PROMPT
From the passage on the Al Fasher offensive below, copy word for word the section starting at "Turk, who visited" and ending at "after paying ramson.".

-- PASSAGE SHOWN follows --

Sexual violence, including rape and gang rape, was apparently widespread during Al Fasher offensive, with RSF fighters and their allied militias targeting women and girls from the African Zaghawa tribes over allegations of having links or supporting the military, the report said.

Turk, who visited Sudan last month, said survivors of sexual violence recounted testimonies that showed how the practice “was systematically used as a weapon of war”.

The paramilitaries also abducted many people while attempting to flee the city, before releasing them after paying ramson.

The UN Human Rights Office also said it documented 10 detention facilities used by the paramilitaries in Al Fasher, including the Children’s Hospital which was turned into a detention centre. Several thousands of people remain missing and unaccounted for, the report said.

The pattern of the RSF offensive on Al Fasher was a mirror of other attacks by the paramilitaries and their allies on the Zamzam camp for displaced people, 15 kilometres (9 miles) south of the city, and on West Darfur’s city of Geneina and the nearby town of Ardamata in 2023, the UN Human Rights Office said.

-- PASSAGE SHOWN concluded --
-- EXTRACTED DATA follows --

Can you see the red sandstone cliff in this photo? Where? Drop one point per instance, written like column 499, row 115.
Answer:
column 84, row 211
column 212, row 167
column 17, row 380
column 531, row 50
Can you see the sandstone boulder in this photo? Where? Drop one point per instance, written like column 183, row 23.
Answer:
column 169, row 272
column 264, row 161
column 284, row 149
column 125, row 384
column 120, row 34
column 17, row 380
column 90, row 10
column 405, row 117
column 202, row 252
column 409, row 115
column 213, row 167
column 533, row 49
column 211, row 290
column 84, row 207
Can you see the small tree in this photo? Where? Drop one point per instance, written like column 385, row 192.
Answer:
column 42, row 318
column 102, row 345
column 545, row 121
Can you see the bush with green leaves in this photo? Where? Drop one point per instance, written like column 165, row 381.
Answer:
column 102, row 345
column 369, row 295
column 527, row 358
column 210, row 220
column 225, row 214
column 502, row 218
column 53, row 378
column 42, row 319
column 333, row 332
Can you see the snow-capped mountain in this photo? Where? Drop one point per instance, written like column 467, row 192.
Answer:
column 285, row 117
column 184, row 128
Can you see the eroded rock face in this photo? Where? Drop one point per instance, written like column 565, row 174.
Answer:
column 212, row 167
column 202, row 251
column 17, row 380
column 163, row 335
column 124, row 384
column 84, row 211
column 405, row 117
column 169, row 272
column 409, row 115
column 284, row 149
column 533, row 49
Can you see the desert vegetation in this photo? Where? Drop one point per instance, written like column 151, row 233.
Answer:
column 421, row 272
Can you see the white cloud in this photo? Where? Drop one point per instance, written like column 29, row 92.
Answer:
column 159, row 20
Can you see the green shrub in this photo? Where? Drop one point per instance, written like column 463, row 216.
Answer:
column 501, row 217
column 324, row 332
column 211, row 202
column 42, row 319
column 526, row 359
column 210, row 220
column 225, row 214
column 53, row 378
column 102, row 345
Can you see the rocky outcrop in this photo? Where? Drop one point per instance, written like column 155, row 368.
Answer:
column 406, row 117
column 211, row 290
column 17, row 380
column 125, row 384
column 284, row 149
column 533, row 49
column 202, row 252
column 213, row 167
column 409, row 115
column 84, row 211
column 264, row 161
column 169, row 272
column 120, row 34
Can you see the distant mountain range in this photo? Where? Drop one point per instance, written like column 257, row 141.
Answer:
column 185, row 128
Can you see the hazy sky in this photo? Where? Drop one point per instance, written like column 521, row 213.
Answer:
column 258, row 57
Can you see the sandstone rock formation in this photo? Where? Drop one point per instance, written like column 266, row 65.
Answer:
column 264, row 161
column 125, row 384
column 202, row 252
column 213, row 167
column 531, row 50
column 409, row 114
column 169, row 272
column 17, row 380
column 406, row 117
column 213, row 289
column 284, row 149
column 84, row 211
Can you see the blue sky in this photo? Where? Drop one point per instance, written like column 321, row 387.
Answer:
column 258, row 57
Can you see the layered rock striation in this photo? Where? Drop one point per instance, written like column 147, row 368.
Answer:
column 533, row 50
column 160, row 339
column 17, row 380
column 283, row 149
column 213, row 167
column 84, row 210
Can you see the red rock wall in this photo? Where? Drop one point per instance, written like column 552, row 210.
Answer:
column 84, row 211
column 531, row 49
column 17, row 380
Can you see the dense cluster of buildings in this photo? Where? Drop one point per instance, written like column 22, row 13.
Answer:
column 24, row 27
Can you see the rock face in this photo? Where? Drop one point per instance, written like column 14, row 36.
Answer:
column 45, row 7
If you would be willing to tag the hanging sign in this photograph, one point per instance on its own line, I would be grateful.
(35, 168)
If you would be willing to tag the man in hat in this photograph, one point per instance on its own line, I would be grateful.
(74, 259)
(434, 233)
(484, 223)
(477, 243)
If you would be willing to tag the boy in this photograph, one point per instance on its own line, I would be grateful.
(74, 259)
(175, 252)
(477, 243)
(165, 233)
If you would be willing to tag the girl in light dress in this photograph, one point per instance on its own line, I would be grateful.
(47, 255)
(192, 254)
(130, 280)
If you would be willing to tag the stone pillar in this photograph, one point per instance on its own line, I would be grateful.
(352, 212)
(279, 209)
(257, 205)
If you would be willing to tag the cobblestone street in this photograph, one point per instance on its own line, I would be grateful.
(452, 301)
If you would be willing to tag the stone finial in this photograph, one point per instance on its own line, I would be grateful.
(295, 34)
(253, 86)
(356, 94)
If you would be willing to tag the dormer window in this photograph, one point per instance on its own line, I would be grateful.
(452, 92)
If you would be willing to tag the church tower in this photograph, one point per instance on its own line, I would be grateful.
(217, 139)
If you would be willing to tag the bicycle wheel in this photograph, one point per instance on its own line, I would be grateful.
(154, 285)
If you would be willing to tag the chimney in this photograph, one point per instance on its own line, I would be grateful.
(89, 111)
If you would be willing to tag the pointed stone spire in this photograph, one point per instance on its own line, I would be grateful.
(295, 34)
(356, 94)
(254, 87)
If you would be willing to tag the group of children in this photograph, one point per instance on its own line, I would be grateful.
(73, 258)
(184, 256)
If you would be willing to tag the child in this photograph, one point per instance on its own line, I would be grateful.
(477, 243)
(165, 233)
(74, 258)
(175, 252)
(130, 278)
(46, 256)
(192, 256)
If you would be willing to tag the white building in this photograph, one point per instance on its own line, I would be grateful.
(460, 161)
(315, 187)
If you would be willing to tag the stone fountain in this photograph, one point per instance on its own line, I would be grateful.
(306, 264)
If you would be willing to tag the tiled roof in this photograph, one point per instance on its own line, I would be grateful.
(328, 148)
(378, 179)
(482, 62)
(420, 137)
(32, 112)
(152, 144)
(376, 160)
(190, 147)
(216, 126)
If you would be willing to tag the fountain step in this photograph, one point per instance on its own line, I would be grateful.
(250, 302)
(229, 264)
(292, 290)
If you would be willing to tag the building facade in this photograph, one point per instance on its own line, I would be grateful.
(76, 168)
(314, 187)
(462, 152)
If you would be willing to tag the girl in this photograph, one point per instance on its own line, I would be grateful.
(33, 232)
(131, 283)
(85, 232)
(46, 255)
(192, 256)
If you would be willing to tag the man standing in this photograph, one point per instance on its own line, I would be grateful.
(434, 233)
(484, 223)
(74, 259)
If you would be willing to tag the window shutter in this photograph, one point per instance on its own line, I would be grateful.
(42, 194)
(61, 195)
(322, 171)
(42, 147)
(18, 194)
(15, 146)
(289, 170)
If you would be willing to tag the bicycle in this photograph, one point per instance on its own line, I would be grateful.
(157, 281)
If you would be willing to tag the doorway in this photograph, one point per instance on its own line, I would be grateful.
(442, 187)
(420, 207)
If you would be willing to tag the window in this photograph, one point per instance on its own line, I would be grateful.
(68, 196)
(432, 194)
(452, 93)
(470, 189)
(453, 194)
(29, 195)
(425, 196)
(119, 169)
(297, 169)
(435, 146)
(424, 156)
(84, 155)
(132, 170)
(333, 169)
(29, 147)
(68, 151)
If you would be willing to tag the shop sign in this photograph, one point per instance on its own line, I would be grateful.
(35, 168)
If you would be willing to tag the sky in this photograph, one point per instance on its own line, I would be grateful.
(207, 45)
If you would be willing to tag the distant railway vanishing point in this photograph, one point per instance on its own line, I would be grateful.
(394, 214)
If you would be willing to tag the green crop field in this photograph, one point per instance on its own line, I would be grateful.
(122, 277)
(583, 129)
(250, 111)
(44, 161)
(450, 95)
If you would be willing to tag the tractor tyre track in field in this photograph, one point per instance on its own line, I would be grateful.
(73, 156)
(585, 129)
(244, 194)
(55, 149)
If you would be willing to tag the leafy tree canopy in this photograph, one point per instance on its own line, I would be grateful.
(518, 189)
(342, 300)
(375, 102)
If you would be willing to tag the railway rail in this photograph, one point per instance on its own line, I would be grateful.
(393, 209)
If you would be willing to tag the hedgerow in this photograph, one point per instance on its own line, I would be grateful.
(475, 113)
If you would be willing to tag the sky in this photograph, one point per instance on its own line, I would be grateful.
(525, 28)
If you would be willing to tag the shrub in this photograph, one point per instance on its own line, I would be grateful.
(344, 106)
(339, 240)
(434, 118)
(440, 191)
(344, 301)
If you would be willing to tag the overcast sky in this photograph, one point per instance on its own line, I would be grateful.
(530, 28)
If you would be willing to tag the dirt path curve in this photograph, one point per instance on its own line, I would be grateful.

-- EXTRACTED DATA concluded --
-- EXTRACTED DATA follows --

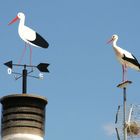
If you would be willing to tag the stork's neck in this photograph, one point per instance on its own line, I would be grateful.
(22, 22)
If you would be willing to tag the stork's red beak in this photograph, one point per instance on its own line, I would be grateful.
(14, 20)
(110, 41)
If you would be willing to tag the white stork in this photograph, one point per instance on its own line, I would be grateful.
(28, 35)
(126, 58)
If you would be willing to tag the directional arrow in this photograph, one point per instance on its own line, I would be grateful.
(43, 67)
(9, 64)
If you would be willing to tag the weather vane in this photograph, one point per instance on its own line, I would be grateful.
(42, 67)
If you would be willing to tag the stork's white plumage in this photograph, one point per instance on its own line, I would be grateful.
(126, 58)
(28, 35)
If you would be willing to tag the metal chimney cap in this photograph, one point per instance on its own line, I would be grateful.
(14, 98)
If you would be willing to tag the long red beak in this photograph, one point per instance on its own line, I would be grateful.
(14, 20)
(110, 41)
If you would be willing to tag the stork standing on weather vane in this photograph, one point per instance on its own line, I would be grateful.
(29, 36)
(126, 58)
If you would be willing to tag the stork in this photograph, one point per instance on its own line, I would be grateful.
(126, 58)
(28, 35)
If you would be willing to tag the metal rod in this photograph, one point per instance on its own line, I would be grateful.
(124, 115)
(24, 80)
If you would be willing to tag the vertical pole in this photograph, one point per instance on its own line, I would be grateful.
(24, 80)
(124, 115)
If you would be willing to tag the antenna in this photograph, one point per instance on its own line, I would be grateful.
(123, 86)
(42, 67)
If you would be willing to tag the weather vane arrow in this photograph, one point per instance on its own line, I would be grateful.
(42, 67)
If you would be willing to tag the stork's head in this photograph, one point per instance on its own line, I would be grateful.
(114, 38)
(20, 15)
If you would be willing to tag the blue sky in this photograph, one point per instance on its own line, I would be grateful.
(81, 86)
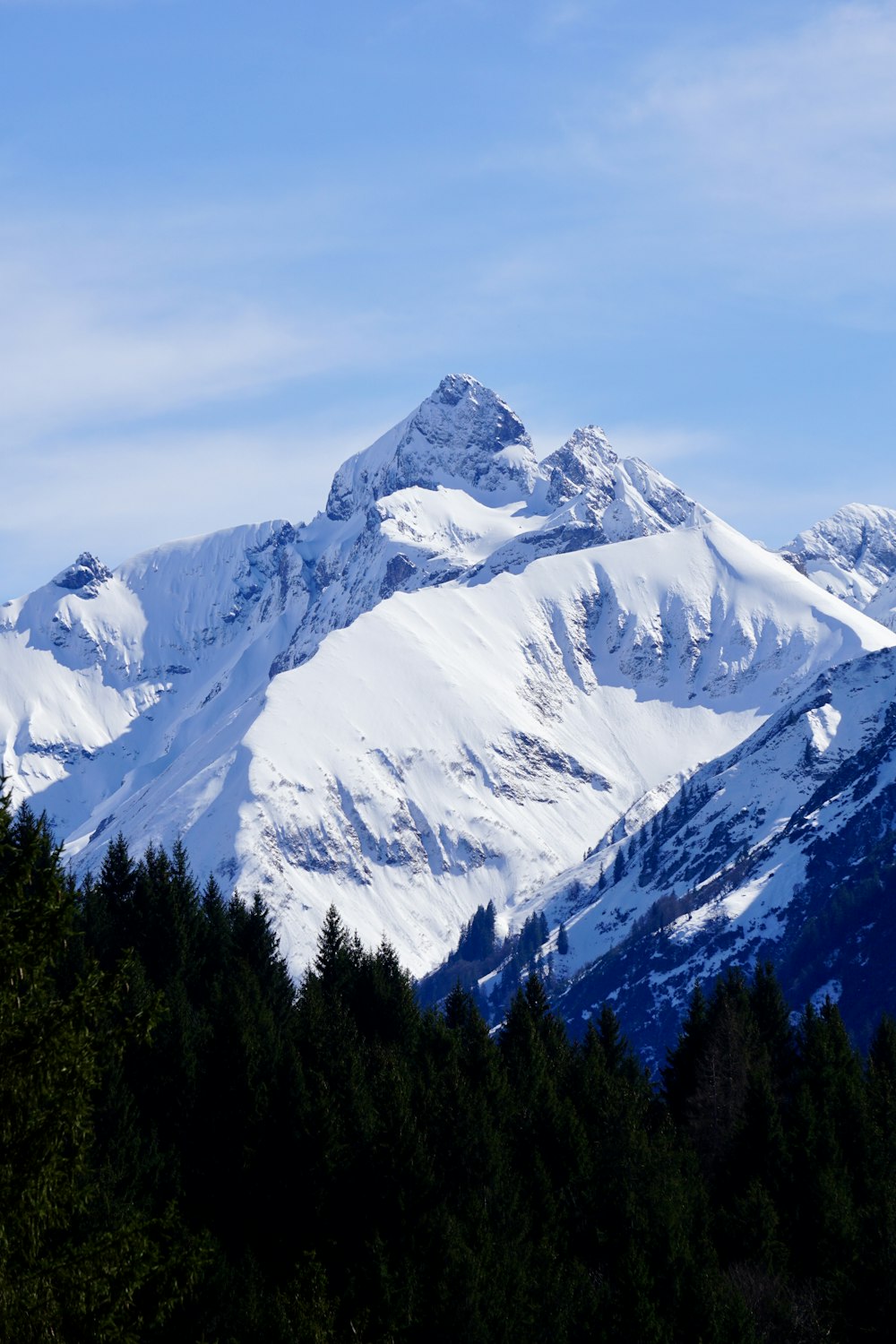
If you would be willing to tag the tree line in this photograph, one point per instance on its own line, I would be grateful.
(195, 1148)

-- EXTRACTED DATA concluded --
-- EXTRACTED DATA follows --

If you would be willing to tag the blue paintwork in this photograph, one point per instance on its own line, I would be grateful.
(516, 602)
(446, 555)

-- EXTRACTED DATA concluded --

RESPONSE
Turk, who visited Sudan last month, said survivors of sexual violence recounted testimonies that showed how the practice “was systematically used as a weapon of war”.

The paramilitaries also abducted many people while attempting to flee the city, before releasing them after paying ramson.